-------- Material supplied --------

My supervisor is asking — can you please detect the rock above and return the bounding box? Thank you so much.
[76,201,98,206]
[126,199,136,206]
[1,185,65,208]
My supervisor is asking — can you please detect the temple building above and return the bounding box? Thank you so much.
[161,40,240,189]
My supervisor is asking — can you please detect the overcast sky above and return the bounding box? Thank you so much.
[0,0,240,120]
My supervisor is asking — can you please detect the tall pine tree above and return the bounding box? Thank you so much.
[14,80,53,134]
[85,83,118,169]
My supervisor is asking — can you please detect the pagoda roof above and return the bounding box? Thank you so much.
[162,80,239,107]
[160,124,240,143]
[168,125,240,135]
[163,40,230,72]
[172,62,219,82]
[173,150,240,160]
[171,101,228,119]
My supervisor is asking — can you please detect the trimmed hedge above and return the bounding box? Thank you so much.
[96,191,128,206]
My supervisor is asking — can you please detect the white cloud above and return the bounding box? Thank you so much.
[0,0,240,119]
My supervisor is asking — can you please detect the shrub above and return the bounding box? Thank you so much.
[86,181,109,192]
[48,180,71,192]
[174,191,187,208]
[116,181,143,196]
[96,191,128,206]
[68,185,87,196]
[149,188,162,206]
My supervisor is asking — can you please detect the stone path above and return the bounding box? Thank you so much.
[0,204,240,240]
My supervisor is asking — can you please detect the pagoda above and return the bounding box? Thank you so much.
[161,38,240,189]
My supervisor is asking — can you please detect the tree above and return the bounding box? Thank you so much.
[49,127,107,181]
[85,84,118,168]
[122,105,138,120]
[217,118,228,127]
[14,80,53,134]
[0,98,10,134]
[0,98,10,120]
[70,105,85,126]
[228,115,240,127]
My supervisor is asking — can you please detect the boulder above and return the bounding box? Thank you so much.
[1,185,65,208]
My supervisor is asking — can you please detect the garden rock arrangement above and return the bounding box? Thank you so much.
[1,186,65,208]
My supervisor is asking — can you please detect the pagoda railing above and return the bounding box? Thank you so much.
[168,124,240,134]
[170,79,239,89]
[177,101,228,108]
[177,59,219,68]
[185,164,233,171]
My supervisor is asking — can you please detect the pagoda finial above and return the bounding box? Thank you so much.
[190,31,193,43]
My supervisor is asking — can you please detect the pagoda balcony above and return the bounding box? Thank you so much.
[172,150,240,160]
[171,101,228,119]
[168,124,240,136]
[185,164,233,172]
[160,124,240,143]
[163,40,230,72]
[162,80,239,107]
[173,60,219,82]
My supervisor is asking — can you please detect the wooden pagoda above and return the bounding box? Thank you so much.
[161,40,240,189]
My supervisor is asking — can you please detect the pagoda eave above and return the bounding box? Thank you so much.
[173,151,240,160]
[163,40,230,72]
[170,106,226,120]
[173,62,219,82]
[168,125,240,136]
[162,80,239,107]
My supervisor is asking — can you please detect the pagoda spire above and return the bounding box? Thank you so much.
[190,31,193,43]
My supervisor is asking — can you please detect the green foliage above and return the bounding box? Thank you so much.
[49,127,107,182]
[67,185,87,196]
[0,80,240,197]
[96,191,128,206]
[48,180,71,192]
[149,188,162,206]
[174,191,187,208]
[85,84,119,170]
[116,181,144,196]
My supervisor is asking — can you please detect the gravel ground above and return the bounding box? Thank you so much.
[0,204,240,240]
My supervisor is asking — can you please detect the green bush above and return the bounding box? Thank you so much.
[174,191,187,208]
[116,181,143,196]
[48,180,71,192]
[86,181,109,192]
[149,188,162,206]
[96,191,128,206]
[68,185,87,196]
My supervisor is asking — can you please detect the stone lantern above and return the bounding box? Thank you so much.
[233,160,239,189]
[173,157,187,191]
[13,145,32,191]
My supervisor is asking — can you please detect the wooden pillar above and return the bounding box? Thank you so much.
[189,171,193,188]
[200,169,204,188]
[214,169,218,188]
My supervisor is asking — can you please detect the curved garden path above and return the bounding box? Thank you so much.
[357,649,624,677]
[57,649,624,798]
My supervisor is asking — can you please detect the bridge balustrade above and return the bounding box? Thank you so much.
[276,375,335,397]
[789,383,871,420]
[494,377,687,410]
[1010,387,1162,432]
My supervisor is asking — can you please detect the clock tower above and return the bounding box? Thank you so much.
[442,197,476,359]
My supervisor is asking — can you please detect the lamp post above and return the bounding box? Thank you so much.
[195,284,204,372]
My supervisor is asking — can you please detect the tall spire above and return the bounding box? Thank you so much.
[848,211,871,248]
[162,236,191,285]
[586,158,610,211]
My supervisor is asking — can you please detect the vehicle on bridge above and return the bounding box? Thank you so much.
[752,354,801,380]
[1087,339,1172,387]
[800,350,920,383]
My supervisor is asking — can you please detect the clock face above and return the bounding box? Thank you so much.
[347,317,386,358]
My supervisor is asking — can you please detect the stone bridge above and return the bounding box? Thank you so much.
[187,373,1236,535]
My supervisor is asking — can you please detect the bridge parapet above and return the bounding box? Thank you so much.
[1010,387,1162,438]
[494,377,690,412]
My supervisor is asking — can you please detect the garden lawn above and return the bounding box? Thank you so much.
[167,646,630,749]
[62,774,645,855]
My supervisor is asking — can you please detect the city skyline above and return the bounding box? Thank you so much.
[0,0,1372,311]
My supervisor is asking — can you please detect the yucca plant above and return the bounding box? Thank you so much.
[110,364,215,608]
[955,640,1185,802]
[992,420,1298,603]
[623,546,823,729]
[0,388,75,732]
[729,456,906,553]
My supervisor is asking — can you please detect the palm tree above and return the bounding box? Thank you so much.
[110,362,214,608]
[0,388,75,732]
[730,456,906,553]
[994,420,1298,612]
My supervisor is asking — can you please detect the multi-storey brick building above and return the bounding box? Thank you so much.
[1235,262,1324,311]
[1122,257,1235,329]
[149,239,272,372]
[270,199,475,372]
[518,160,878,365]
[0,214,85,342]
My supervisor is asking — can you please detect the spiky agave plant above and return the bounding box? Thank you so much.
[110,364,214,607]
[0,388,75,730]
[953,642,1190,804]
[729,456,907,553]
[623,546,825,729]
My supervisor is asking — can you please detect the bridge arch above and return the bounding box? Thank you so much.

--------

**Your objective**
Render every line of the listing above as a Markdown table with a Row column holding the row number and a Listing line column holding the line, and omit any blank lines.

**Exercise response**
| Row | Listing line |
|---|---|
| 1 | My supervisor is asking — can you please detect the rock above and return the bounding box? Thank you so much. |
| 2 | [76,201,98,206] |
| 3 | [126,199,136,206] |
| 4 | [1,185,65,208] |
| 5 | My supervisor is asking — can you please detect the temple building above and return the bounding box? Thank you so much. |
| 6 | [161,40,240,189] |
| 7 | My supervisor is asking — can you please detect the overcast sky above and return the bounding box? Thank you so much. |
| 8 | [0,0,240,120] |
| 9 | My supervisor is asking — can you please detect the tall pine tree above and return the bounding box? Thank you so much. |
| 10 | [14,80,53,134] |
| 11 | [85,83,118,169] |
| 12 | My supervisor is asking — can you please detect the pagoda roof above and return the bounding box? Thank you so much. |
| 13 | [162,80,239,107] |
| 14 | [160,124,240,143] |
| 15 | [168,125,240,135] |
| 16 | [163,40,230,72] |
| 17 | [172,62,219,82] |
| 18 | [173,150,240,160] |
| 19 | [171,101,228,119] |
| 20 | My supervisor is asking — can you please detect the trimmed hedge above and return the bounding box? Thank you so much. |
| 21 | [96,191,128,206] |
| 22 | My supervisor is asking — can you please detect the white cloud above and return the bounding box? Thank you so much. |
| 23 | [0,0,240,119] |
| 24 | My supervisor is asking — can you please detect the shrub above and return the bounding box? Thank you so much. |
| 25 | [86,181,109,192] |
| 26 | [48,180,71,192] |
| 27 | [174,191,187,208] |
| 28 | [116,181,143,196] |
| 29 | [96,191,128,206] |
| 30 | [68,185,87,196] |
| 31 | [149,188,162,206] |
| 32 | My supervisor is asking — can you please detect the stone path above and return the bounding box? Thank you so much. |
| 33 | [0,204,240,240] |
| 34 | My supervisor is asking — can you please detect the pagoda above and return the bounding box? Thank you so much. |
| 35 | [161,38,240,189] |
| 36 | My supervisor is asking — can you please detect the tree above and return the bounding box? Thank you so much. |
| 37 | [49,127,107,181] |
| 38 | [85,84,118,168] |
| 39 | [122,105,138,120] |
| 40 | [217,118,228,127] |
| 41 | [14,80,53,134] |
| 42 | [0,98,10,134] |
| 43 | [0,98,10,120] |
| 44 | [70,105,85,126] |
| 45 | [228,115,240,127] |
| 46 | My supervisor is asking — can you please detect the boulder above and return the bounding box? Thank you so much. |
| 47 | [1,185,65,208] |
| 48 | My supervisor is asking — can you please detect the garden rock arrangement above and return the bounding box? Thank you so much. |
| 49 | [1,186,65,208] |
| 50 | My supervisor is asking — can you please detect the pagoda railing above and return the bounding box? Thank you so much. |
| 51 | [168,124,240,134] |
| 52 | [170,79,239,89] |
| 53 | [177,101,228,108] |
| 54 | [177,59,219,68] |
| 55 | [185,164,233,171] |
| 56 | My supervisor is asking — can you please detect the pagoda finial above and return the bounding box? Thank you so much. |
| 57 | [190,31,193,43] |
| 58 | My supervisor is asking — can you please detect the pagoda balcony above and return the bounding box? Thank you so much. |
| 59 | [172,150,240,160] |
| 60 | [171,101,228,119] |
| 61 | [168,124,240,136] |
| 62 | [185,164,233,172] |
| 63 | [160,124,240,143] |
| 64 | [163,40,230,72] |
| 65 | [162,80,239,107] |
| 66 | [173,60,219,82] |
| 67 | My supervisor is asking — can you please detect the wooden pagoda above and return the bounding box? Thank you so much. |
| 68 | [161,40,240,189] |
| 69 | My supervisor is asking — can you please detect the pagoda eave above and return the bounding box? Thank you so much. |
| 70 | [173,151,240,160] |
| 71 | [163,40,230,72] |
| 72 | [170,106,226,120] |
| 73 | [173,62,219,82] |
| 74 | [168,125,240,136] |
| 75 | [162,80,239,107] |
| 76 | My supervisor is asking — can you please detect the pagoda spire above and return the bounding box? Thank you so much. |
| 77 | [190,31,193,43] |
| 78 | My supervisor is asking — can you please detect the green foliage above and return the bounding box? Thank you so much. |
| 79 | [49,127,107,182] |
| 80 | [67,185,87,196] |
| 81 | [0,80,240,197] |
| 82 | [96,191,128,206] |
| 83 | [48,180,71,192] |
| 84 | [149,188,162,206] |
| 85 | [174,191,187,208] |
| 86 | [85,84,119,170] |
| 87 | [116,181,144,196] |
| 88 | My supervisor is asking — can you please detect the gravel ground above and return the bounding box? Thank you so much. |
| 89 | [0,204,240,240] |
| 90 | My supervisor is asking — can you please detect the green bush above and return the bounding box? Thank you so much. |
| 91 | [174,191,187,208] |
| 92 | [116,181,143,196] |
| 93 | [48,180,71,192] |
| 94 | [86,181,109,192] |
| 95 | [149,188,162,206] |
| 96 | [96,191,128,206] |
| 97 | [68,185,87,196] |
| 98 | My supervisor is asking — can you please detect the stone lantern above and return the bounding box? Thank you so much. |
| 99 | [233,160,239,189] |
| 100 | [173,157,187,191] |
| 101 | [13,145,32,191] |
| 102 | My supervisor is asking — can you please detect the wooden pillar above and return the bounding box? Thank you so much. |
| 103 | [189,171,193,188] |
| 104 | [200,169,204,188] |
| 105 | [214,169,218,188] |
| 106 | My supervisor is asking — can you please detect the curved garden path above and return the bounding box? Thank you so much. |
| 107 | [357,649,624,677] |
| 108 | [57,649,624,798] |
| 109 | My supervisor is asking — can you please detect the bridge balustrade above and return the bounding box? Thank you so much. |
| 110 | [276,375,335,397] |
| 111 | [789,383,871,420] |
| 112 | [494,377,687,410] |
| 113 | [1010,387,1162,432] |
| 114 | My supervisor is asking — can you please detect the clock tower above and return the bounding box? Thank you so much. |
| 115 | [442,197,476,359] |
| 116 | My supervisor is asking — can you please detect the lamp post above and return the bounding box? Thank you so much. |
| 117 | [195,284,204,372] |
| 118 | My supervisor is asking — can you please detect the tall spire above and return the bounding box? Thank you so much. |
| 119 | [848,211,871,248] |
| 120 | [162,236,191,285] |
| 121 | [586,158,610,211] |
| 122 | My supervisor is asking — can you please detect the vehicle on bridge above and return the bounding box? Thank you so much. |
| 123 | [752,354,801,380] |
| 124 | [1087,339,1172,387] |
| 125 | [800,350,920,383] |
| 126 | My supervisor is asking — can you please detect the clock face above and return the bounding box? Thank you so much. |
| 127 | [347,317,386,358] |
| 128 | My supervisor is asking — can you please detect the stone bridge above and return the bounding box? Thank you so much. |
| 129 | [187,373,1236,535] |
| 130 | My supervisor is asking — can you please detect the bridge parapet above and return the bounding box? Thank you so much. |
| 131 | [1010,387,1162,438] |
| 132 | [494,377,690,412] |
| 133 | My supervisor is asking — can you please detect the garden lawn above and return the bounding box? Thank you so much. |
| 134 | [167,646,630,749] |
| 135 | [62,774,645,855] |
| 136 | My supervisor is asking — can you please detect the city skyline above and return the bounding box? Thank you so much. |
| 137 | [0,0,1372,311] |
| 138 | My supervisor is asking — can you please detect the yucca plant above and return the bounding box? Thank you so much. |
| 139 | [110,364,215,608] |
| 140 | [955,640,1185,802] |
| 141 | [992,420,1298,603] |
| 142 | [623,546,823,729] |
| 143 | [0,388,75,732] |
| 144 | [729,456,906,553] |
| 145 | My supervisor is asking — can you please detect the palm tree above and return the bounding box? Thank you so much. |
| 146 | [110,362,214,608] |
| 147 | [0,388,75,732] |
| 148 | [730,456,906,553] |
| 149 | [994,420,1298,612] |
| 150 | My supervisor is asking — can you please detect the multi-storey brick building above and return the bounding box? Thank you so much. |
| 151 | [1235,262,1324,311] |
| 152 | [1122,257,1235,329] |
| 153 | [149,239,272,372] |
| 154 | [270,199,475,372] |
| 155 | [518,160,878,365] |
| 156 | [0,214,85,342] |
| 157 | My supervisor is asking — can you please detect the spiky agave plant above and return the bounding box? Thank you so much. |
| 158 | [110,364,214,607] |
| 159 | [0,388,75,730] |
| 160 | [953,642,1190,804] |
| 161 | [729,456,907,553] |
| 162 | [623,546,825,729] |
| 163 | My supervisor is asking — can you please detect the bridge arch above and return the bounding box? Thank you so much. |